====== EXTRACTED ENTRIES ======
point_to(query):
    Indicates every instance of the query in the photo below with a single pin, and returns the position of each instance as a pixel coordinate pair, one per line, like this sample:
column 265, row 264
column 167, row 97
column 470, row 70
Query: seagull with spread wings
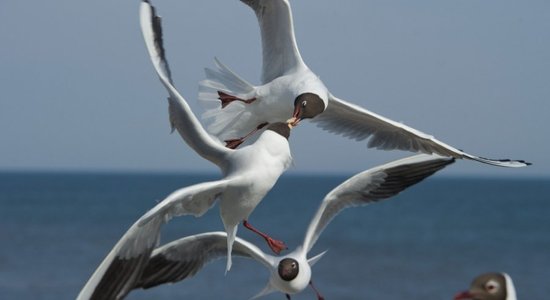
======
OBJECTIVE:
Can you write out the entries again with "pin" swapped for "marker", changing nothing else and leaving out the pictures?

FULL ANSWER:
point_to(query):
    Indicates every instance of the query in the photo below with a single marker, and returns the position of each instance as a pixel coordinate pair, one per line, like this sample:
column 265, row 264
column 167, row 97
column 470, row 70
Query: seagull with spread wings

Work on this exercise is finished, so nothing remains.